_Reading text_.
=====
The $5 Onion Omega2 Gives Raspberry Pi a Run For Its Money (dailydot.com)
An anonymous reader writes from a report via The Daily Dot: Onion's Omega2 computer may give the Raspberry Pi a run for its money if the success of the Kickstarter campaign is any indication. The Daily Dot reports: "With an initial goal of just $15,000, over 11,560 backers have pledged the company $446,792 in hopes of getting their hands on this little wonder board. So why are thousands of people losing their minds? Simple; the Omega2 packs a ton of power into a $5 package. Billed as the world's smallest Linux server, complete with built-in Wi-Fi, the Omega2 is perfect for building simple computers or the web connected project of your dreams. The tiny machine is roughly the size of a cherry, before expansions, and runs a full Linux operating system. For $5 you get a 580MHz CPU, 64MB memory, 16MB storage, built-in Wi-Fi and a USB 2.0 port. A $9 model is also available with 128MB of memory, 32MB of storage, and a MircoSD slot. The similarly priced Raspberry Pi Zero comes with a 1GHz Arm processor, 512MB of memory, a MicroSD slot, no onboard storage, and no built-in Wi-Fi. Omega2 supports the Ruby, C++, Python, PHP, Perl, JavaScript (Node.js), and Bash programming languages, so no matter your background in coding you should be able to figure something out." You can also add Bluetooth, GPS, and 2G/3G support via add-ons or expansions. It looks promising, though it is a Kickstarter campaign and the product may not come into fruition.
=====
_Entries provided_.
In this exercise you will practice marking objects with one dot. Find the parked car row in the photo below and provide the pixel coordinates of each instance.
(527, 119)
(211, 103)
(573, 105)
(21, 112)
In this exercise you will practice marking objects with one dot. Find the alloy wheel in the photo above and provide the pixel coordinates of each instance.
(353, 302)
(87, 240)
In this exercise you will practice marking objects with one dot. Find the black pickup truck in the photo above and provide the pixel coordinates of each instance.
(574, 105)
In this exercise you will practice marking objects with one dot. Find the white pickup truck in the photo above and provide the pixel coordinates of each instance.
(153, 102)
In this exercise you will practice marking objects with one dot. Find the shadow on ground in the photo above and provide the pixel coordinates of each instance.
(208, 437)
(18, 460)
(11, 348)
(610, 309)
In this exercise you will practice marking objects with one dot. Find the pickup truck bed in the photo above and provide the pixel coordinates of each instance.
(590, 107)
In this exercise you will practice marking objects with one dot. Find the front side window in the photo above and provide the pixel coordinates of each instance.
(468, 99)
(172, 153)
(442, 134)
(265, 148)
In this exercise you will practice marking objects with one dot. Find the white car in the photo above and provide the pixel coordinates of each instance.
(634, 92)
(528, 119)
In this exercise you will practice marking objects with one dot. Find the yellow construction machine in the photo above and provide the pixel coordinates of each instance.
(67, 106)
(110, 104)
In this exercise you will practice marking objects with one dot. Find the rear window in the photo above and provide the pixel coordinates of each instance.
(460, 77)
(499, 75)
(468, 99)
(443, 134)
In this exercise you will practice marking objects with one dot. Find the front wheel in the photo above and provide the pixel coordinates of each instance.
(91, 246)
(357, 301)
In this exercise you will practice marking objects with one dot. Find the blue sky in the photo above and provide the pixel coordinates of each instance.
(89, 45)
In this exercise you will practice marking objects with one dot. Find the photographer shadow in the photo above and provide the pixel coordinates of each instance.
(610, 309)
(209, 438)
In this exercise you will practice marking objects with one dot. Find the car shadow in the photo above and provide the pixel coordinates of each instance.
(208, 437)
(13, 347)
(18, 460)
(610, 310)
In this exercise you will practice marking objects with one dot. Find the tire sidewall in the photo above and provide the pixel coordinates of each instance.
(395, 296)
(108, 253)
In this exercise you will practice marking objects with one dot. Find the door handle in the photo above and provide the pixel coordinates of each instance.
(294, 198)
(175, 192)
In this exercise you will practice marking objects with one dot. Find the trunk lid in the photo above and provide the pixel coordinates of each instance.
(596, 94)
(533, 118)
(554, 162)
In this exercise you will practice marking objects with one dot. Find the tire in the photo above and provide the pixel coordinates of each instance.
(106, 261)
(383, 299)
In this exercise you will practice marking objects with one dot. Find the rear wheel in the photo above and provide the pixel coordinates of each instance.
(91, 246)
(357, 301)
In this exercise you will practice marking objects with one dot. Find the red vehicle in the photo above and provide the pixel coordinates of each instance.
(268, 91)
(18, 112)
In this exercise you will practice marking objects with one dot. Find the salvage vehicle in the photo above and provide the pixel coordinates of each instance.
=====
_Directions for this task_.
Could you transcribe the entire Omega2 article above, word for word?

_Correct output_.
The $5 Onion Omega2 Gives Raspberry Pi a Run For Its Money (dailydot.com)
An anonymous reader writes from a report via The Daily Dot: Onion's Omega2 computer may give the Raspberry Pi a run for its money if the success of the Kickstarter campaign is any indication. The Daily Dot reports: "With an initial goal of just $15,000, over 11,560 backers have pledged the company $446,792 in hopes of getting their hands on this little wonder board. So why are thousands of people losing their minds? Simple; the Omega2 packs a ton of power into a $5 package. Billed as the world's smallest Linux server, complete with built-in Wi-Fi, the Omega2 is perfect for building simple computers or the web connected project of your dreams. The tiny machine is roughly the size of a cherry, before expansions, and runs a full Linux operating system. For $5 you get a 580MHz CPU, 64MB memory, 16MB storage, built-in Wi-Fi and a USB 2.0 port. A $9 model is also available with 128MB of memory, 32MB of storage, and a MircoSD slot. The similarly priced Raspberry Pi Zero comes with a 1GHz Arm processor, 512MB of memory, a MicroSD slot, no onboard storage, and no built-in Wi-Fi. Omega2 supports the Ruby, C++, Python, PHP, Perl, JavaScript (Node.js), and Bash programming languages, so no matter your background in coding you should be able to figure something out." You can also add Bluetooth, GPS, and 2G/3G support via add-ons or expansions. It looks promising, though it is a Kickstarter campaign and the product may not come into fruition.